** Start Extracted text **
Of all recorded decisions involving the proviso as added by the act of 1929, the recent case of Peyton v. Delnay, 348 Mich. 238, probably draws nearest to *281 the case before us so far as concerns ultimate and pivotal facts. We adopt Peyton as authoritative here and do so with observation that this record discloses, with comparably greater clarity than does Peyton, evidence of wilful and wanton misconduct. It is pure understatement to say that the facts, and near irresistible inferences from facts as gathered in Judge Smith's opinion, support a finding that young Barkel's mental state and purpose — as and after defendants' car wheeled away from the second restaurant — was both rash and foolhardy and that his continued driving behavior amounted to statutory gross negligence. Causal connection between such driving behavior and plaintiff's injuries having been established, it follows that the trial judge did not err in refusing to direct a verdict for defendants and that the motion for judgment notwithstanding verdict was properly denied.

It is quite unnecessary to attempt, on favorable view, determination by inference of young Barkel's continuant purpose between challenge at the restaurant and sickening end of the pursuit. That is what juries are for, given evidence such as this group of sworn citizens considered. Whether the intent was that of an extended and obviously dangerous automobile race, or whether it was that of driving his father's car in such manner as to goad the young paratrooper and his companion into an ultimate 5 to 2 fight, the result so far as regards this motion for instructed verdict must be the same. The proof viewed in plaintiff's favor imputes to the defendant driver all elements necessary to constitute wilful and wanton misconduct, which elements are defined in McLone v. Bean, 263 Mich. 113, 115, as follows:

"(1) Knowledge of a situation requiring the exercise of ordinary care and diligence to avert injury to another; (2) ability to avoid the resulting harm by ordinary care and diligence in the use of the *282 means at hand; (3) The omission to use such care and diligence to avert the threatened danger, when to the ordinary mind it must be apparent that the result is likely to prove disastrous to another."
** End Extracted text **
* Instructions *
- 1) In the court opinion, which case does the court adopt as authoritative?
- 2) Write the next part of the court opinion, picking up right after the quoted definition of wilful and wanton misconduct.
** Start Record list **
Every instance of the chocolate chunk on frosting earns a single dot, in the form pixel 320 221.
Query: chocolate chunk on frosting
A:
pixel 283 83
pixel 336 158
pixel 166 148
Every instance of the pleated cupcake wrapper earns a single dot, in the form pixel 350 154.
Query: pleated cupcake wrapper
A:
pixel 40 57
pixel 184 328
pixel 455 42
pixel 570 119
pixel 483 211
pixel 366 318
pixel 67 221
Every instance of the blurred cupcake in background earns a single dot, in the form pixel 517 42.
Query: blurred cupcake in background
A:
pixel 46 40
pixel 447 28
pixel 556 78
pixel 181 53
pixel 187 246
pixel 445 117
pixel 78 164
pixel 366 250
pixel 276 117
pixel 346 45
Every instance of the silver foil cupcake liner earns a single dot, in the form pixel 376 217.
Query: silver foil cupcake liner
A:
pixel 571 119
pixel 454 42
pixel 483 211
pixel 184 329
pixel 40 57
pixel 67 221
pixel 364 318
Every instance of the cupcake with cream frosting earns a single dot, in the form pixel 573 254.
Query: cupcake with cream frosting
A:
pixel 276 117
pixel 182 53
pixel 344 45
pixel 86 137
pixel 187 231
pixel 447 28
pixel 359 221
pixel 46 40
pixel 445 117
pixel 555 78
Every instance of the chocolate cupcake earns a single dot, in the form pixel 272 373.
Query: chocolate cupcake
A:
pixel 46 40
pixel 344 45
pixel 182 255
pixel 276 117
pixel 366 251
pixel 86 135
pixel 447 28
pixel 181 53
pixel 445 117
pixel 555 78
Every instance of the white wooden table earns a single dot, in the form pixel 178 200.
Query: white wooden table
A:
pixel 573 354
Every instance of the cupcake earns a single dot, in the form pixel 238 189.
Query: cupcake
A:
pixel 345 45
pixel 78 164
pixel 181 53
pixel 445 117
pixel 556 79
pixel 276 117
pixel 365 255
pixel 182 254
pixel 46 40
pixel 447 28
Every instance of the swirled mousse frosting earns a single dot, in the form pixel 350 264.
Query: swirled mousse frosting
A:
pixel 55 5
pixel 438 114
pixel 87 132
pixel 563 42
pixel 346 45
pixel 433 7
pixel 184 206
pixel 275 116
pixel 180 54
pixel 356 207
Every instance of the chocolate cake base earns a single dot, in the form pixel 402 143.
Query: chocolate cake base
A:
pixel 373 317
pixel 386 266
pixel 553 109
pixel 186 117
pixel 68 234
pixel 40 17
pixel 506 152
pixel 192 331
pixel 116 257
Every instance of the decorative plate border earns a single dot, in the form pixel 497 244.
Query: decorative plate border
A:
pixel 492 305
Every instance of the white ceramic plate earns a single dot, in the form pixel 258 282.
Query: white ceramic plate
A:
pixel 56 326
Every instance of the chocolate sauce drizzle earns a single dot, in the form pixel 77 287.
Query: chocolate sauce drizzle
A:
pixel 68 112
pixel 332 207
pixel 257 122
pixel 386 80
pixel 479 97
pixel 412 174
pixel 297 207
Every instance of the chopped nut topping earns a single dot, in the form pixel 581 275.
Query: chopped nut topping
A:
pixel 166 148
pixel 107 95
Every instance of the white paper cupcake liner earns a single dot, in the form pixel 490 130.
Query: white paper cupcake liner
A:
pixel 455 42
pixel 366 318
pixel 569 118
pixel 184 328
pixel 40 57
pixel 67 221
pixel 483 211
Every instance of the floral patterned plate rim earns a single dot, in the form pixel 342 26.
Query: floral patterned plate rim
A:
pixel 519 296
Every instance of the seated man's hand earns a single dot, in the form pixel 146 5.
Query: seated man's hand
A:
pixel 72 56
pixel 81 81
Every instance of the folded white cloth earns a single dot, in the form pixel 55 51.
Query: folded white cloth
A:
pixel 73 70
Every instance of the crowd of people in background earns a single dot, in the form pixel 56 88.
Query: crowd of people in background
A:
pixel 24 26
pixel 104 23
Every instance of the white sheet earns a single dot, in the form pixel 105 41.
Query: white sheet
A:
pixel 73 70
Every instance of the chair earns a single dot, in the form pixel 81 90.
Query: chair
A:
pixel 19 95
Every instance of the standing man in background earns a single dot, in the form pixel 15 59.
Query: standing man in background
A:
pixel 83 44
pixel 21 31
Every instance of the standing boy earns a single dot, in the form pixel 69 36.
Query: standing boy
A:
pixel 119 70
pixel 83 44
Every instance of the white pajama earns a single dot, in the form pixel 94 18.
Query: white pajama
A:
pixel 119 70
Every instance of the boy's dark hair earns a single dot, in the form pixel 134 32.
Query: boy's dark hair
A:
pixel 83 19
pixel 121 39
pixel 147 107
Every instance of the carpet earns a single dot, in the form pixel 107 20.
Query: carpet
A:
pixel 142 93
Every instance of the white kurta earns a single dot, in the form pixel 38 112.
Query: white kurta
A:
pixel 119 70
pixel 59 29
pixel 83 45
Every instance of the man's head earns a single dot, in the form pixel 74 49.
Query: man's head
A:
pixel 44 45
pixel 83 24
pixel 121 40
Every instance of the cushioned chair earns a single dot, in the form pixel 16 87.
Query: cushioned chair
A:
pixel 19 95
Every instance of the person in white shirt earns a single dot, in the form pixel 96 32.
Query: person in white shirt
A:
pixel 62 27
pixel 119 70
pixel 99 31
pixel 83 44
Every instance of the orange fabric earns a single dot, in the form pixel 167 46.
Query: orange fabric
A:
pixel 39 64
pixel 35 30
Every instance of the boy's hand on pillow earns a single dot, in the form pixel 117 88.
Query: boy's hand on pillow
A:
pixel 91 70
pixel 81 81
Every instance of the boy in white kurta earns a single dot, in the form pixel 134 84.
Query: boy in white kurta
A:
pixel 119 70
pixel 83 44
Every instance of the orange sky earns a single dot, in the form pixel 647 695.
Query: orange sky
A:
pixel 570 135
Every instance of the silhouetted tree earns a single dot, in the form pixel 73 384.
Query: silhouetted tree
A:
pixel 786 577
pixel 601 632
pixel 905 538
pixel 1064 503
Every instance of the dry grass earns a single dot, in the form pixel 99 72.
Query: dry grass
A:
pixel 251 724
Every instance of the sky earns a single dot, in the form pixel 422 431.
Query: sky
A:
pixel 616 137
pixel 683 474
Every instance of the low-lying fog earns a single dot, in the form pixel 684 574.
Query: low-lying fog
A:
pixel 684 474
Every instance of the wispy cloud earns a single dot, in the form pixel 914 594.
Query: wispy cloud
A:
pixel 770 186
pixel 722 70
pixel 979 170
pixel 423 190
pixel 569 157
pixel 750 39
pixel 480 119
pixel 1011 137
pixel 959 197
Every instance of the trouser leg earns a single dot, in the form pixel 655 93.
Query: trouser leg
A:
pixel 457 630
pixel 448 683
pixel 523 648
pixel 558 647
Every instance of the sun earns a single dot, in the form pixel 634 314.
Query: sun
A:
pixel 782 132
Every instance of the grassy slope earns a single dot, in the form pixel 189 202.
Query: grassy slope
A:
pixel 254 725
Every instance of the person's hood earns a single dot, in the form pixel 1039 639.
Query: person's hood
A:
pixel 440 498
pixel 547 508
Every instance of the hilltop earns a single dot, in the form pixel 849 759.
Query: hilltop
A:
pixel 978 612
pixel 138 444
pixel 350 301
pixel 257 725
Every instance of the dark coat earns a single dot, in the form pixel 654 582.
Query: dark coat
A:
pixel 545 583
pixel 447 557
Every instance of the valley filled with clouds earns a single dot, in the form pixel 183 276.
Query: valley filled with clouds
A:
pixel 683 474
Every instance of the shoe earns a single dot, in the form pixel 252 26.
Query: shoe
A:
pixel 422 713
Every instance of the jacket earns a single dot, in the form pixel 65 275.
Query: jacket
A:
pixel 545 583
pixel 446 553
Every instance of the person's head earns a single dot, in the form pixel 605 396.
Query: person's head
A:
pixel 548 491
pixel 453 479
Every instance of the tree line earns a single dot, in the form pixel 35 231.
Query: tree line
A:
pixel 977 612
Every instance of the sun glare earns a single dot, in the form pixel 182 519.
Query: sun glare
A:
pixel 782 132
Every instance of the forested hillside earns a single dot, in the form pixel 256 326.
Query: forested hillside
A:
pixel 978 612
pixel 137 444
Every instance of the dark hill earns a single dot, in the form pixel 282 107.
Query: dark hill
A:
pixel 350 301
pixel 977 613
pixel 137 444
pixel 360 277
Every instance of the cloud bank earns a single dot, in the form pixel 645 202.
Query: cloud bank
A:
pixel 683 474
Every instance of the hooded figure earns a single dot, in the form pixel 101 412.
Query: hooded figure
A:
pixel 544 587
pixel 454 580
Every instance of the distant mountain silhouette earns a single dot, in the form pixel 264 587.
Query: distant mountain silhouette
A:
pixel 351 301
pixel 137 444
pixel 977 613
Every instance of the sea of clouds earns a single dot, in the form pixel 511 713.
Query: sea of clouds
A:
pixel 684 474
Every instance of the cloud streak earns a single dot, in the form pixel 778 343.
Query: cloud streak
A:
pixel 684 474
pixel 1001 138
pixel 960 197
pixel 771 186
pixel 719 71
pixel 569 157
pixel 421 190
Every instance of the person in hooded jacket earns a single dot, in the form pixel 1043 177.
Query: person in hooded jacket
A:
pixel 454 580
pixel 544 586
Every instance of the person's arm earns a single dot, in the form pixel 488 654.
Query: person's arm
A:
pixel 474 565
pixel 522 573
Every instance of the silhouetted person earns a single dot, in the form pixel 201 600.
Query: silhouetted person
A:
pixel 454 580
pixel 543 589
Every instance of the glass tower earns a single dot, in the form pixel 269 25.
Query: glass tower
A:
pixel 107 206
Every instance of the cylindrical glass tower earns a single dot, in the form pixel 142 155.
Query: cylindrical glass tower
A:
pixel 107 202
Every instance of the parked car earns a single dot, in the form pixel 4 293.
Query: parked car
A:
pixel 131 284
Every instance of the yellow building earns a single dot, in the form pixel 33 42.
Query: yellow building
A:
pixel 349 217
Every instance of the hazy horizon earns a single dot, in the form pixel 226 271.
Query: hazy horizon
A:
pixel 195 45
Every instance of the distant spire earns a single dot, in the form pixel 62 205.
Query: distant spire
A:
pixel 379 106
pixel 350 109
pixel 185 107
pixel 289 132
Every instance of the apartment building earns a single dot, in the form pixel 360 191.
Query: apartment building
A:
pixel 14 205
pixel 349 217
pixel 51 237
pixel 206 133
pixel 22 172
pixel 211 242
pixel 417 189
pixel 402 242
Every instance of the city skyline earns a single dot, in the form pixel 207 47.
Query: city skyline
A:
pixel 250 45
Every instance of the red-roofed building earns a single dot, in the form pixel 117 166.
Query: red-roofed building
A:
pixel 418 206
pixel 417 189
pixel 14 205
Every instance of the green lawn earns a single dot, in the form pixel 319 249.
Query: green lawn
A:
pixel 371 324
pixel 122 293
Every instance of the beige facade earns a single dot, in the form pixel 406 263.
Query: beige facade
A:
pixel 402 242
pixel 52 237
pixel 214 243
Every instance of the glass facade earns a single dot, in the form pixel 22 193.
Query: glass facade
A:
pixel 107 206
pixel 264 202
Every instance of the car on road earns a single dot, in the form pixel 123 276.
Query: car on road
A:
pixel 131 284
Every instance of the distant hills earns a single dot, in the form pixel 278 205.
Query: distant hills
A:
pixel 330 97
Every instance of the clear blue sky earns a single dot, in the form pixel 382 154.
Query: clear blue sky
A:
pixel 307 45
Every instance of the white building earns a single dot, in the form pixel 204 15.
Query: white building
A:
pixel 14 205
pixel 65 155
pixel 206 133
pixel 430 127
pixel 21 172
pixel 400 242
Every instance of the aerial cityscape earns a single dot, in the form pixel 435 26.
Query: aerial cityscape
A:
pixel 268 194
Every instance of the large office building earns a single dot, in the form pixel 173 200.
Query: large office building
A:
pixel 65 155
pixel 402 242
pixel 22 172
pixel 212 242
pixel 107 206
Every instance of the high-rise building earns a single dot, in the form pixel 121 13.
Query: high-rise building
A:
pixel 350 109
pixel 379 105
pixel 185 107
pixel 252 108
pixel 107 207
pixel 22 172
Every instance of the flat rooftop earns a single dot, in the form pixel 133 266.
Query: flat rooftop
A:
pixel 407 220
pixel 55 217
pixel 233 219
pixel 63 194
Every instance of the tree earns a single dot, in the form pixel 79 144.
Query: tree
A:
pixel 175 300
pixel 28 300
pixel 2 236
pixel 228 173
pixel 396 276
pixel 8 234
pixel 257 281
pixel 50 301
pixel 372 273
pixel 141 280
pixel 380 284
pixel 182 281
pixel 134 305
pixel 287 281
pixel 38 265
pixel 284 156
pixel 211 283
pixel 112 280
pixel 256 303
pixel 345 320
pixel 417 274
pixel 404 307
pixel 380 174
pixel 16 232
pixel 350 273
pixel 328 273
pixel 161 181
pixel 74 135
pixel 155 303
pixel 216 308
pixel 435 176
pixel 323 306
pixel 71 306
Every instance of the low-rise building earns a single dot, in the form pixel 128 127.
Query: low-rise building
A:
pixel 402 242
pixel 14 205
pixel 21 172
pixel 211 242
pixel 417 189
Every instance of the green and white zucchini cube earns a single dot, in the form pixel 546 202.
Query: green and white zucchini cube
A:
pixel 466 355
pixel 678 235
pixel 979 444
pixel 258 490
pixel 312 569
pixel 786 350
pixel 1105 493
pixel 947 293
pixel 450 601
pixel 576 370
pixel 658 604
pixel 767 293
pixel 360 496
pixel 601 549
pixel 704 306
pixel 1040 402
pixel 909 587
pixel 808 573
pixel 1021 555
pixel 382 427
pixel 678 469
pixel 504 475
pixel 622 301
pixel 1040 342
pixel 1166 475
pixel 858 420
** End Record list **
* In response *
- 1) Peyton v. Delnay, 348 Mich. 238.

- 2)
We should not leave the subject of present discussion without having written into our scroll a short measure of advices for bench and bar. Mr. Justice BUTZEL, writing in Rinkevich v. Coeling, 344 Mich. 493, for a then presciently enlightened half of the Court, asserted in accurate sum (page 499 of report) that each of these guest-passenger cases is sui generis in its factual circumstances. He said, too, for the same bisection of our Court, that Michigan decisions construing the mentioned proviso "are so numerous and in some instances so irreconcilable with other decisions that it would serve no purpose to here set forth in detail each one for the purpose of distinguishing or following it." (p 498 of report) To this — amen. We conclude the confessional with definite declaration of support of that which Judge Smith drew from Rinkevich, that is to say, we agree that this Court has now arrived at the point of "enlarging that area in which the question of the existence of gross negligence or wilful and wanton misconduct becomes a matter for the jury." (p 499 of report of Rinkevich) Peyton v. Delnay, supra, decided while this appeal by defendants was pending, lends authoritative force to Mr. Justice BUTZEL'S opinion in Rinkevich.

The conclusion just announced pursues, of course, the general trend of our current decisions in negligence cases starting with Clark v. Shefferly, 346 Mich. 332, and echoed most recently in Davis v. New York Central R. Co., 348 Mich. 262. It leads to the same general rule as was laid down on request of counsel in Carver v. Detroit & Saline Plank Road *283 Co., 61 Mich. 584, 591.[**] Whether the given motion for instructed verdict tests the sufficiency of evidence as proving ordinary negligence (or disproving contributory negligence) on the one hand, or as proving wilful and wanton misconduct under the statute on the other, the doubtful case in each instance calls for jury instruction and jury verdict rather than a verdict by order of the court.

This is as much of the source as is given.